[INSTRUCTIONS TO FOLLOW]: Retype every item below character for character, with no changes.

[ENTRIES SHOWN]:
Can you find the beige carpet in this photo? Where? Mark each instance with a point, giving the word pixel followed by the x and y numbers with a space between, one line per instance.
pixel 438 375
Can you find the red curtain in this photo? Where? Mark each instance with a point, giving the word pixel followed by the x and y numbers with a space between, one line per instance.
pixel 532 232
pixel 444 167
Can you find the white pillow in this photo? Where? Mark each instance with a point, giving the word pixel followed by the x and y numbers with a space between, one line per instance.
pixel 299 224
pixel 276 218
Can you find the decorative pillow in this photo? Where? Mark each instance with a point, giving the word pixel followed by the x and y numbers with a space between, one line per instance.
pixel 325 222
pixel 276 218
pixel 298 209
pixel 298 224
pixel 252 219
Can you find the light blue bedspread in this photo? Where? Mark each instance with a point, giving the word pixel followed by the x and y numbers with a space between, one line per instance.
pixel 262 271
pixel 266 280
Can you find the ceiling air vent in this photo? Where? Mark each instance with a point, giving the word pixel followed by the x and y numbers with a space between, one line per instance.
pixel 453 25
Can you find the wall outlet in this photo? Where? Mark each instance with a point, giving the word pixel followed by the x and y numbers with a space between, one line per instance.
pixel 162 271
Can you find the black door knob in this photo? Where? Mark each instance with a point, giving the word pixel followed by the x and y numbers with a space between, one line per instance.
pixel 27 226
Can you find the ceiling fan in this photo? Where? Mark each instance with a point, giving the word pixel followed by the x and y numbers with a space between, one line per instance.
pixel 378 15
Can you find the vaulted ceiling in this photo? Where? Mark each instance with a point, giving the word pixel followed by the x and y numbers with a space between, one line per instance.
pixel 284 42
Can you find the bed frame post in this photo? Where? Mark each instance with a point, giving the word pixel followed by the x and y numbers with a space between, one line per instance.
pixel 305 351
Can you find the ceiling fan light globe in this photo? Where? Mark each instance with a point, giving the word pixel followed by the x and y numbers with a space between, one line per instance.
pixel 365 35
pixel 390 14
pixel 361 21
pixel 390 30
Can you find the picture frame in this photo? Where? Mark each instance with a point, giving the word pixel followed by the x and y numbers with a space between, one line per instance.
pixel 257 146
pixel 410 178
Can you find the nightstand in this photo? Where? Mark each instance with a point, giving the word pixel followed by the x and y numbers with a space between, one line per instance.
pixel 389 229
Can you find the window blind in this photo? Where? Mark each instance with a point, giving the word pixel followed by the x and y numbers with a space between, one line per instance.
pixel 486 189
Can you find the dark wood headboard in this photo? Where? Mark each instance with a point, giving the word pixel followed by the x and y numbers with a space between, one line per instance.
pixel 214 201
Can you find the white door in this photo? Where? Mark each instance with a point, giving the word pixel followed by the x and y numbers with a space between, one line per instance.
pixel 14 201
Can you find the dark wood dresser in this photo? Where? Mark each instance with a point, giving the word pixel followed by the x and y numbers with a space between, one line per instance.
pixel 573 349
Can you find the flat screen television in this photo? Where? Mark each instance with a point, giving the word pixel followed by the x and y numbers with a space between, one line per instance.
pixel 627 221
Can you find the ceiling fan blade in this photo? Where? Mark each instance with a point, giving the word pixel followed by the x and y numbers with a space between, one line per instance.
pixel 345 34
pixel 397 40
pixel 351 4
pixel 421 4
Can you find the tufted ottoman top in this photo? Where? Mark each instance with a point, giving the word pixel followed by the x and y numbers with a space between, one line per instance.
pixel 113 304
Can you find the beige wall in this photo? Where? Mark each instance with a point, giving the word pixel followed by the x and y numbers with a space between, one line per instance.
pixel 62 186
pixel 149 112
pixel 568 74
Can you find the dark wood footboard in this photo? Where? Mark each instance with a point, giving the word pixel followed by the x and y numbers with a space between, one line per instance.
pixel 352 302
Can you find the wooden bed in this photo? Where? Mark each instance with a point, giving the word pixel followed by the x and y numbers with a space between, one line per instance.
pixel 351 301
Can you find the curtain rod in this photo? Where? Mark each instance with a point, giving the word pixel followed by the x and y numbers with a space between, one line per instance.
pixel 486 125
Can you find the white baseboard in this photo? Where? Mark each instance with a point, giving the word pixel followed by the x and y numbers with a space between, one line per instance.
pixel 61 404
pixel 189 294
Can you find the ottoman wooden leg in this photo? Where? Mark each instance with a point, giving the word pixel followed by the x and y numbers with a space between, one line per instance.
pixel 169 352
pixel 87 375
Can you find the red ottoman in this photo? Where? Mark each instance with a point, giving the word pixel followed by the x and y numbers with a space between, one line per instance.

[RESPONSE TO THE TASK]:
Can you find the beige carpet in this photo? Where? Mark each instance with a point, giving the word pixel followed by the x and y numbers with a space between, one line per instance.
pixel 438 375
Can you find the red curtain in this photo? Where? Mark each instance with a point, giving the word pixel followed by the x and y numbers with a space between, one line per instance.
pixel 532 232
pixel 444 167
Can you find the white pillow in this photo? Where? Mark each instance with a point, giving the word pixel followed by the x and y numbers with a space between, one line per instance.
pixel 299 224
pixel 276 218
Can you find the decorative pillow in this photo? Where? Mark each instance with a point, giving the word pixel followed by the x and y numbers with a space between, one line per instance.
pixel 325 222
pixel 276 218
pixel 298 209
pixel 298 224
pixel 252 219
Can you find the light blue bedspread in this photo? Where? Mark each instance with a point, giving the word pixel followed by the x and y numbers with a space between, one line per instance.
pixel 262 271
pixel 266 280
Can you find the ceiling air vent in this photo? Where? Mark each instance with a point, giving the word pixel followed by the x and y numbers with a space between, one line per instance.
pixel 453 25
Can you find the wall outlet in this photo? Where? Mark each instance with a point, giving the word pixel followed by the x and y numbers with a space between, one line per instance.
pixel 162 271
Can you find the black door knob in this photo? Where? Mark each instance with a point, giving the word pixel followed by the x and y numbers with a space between, one line per instance.
pixel 27 226
Can you find the ceiling fan in this photo? Where? Mark each instance with a point, giving the word pixel followed by the x and y numbers with a space between, one line per instance.
pixel 378 15
Can you find the vaulted ceiling in this photo? Where? Mark each instance with a point, giving the word pixel followed by the x and y numbers with a space between, one line per instance.
pixel 284 42
Can you find the bed frame post in this photo? Where? Mark each instance with a point, giving the word pixel followed by the x and y numbers with a space between, one line per instance.
pixel 305 351
Can you find the ceiling fan light globe in this photo? Where? Mark each instance with a point, giving the word pixel followed by the x and y numbers with a space between, one line per instance.
pixel 365 35
pixel 390 14
pixel 361 21
pixel 390 30
Can you find the picture frame in this photo? Where? Mark each instance with a point, giving the word pixel followed by the x and y numbers with a space between, one line per instance.
pixel 257 146
pixel 410 178
Can you find the nightstand in this photo? Where? Mark each instance with a point, giving the word pixel followed by the x and y numbers with a space between, one line per instance.
pixel 389 229
Can you find the window blind in this photo? Where? Mark each instance with a point, giving the word pixel followed by the x and y numbers with a space between, one line per instance.
pixel 486 189
Can you find the dark wood headboard in this photo? Where? Mark each instance with a point, giving the word pixel followed by the x and y numbers with a space between, one line per instance.
pixel 214 201
Can you find the white door in this photo? Where? Mark each instance with a point, giving the word pixel followed by the x and y numbers with a space between, one line per instance.
pixel 14 201
Can you find the dark wood dresser in this photo? Where? Mark each instance with a point, giving the word pixel followed by the x and y numbers with a space between, one line per instance.
pixel 573 349
Can you find the flat screen television in this photo? Where? Mark each instance with a point, giving the word pixel followed by the x and y numbers with a space between, one line per instance.
pixel 627 221
Can you find the ceiling fan blade in this photo? Where? Mark each instance with a point, giving the word pixel followed by the x and y numbers with a space between, one line per instance.
pixel 345 34
pixel 397 40
pixel 351 4
pixel 421 4
Can you find the tufted ottoman top in this photo? Where? Mark each instance with a point, giving the word pixel followed by the x and y numbers with a space between, one line per instance.
pixel 113 304
Can you find the beige wall in this photo? Where? Mark each instance with a point, giving the word pixel followed by the x and y numbers with a space between, one line per instance.
pixel 62 186
pixel 149 112
pixel 568 74
Can you find the dark wood footboard in this photo? Where? Mark each instance with a point, giving the word pixel followed by the x and y numbers with a space between, one line per instance.
pixel 352 302
Can you find the wooden bed in this photo? Where? Mark each instance with a point, giving the word pixel followed by the x and y numbers with a space between, one line per instance.
pixel 351 301
Can you find the curtain rod in this photo? Where? Mark each instance with a point, giving the word pixel followed by the x and y numbers with a space between, one line per instance.
pixel 486 125
Can you find the white baseboard in this photo? Where? Mark each instance with a point, giving the word pixel followed by the x and y numbers with a space between, one line per instance.
pixel 61 404
pixel 189 294
Can you find the ottoman wooden leg in this photo? Where? Mark each instance with a point, giving the word pixel followed by the x and y numbers with a space between, one line per instance.
pixel 169 352
pixel 87 375
Can you find the red ottoman in this photo? Where? Mark each instance with a point, giving the word pixel followed by the x and y numbers with a space between, one line per instance.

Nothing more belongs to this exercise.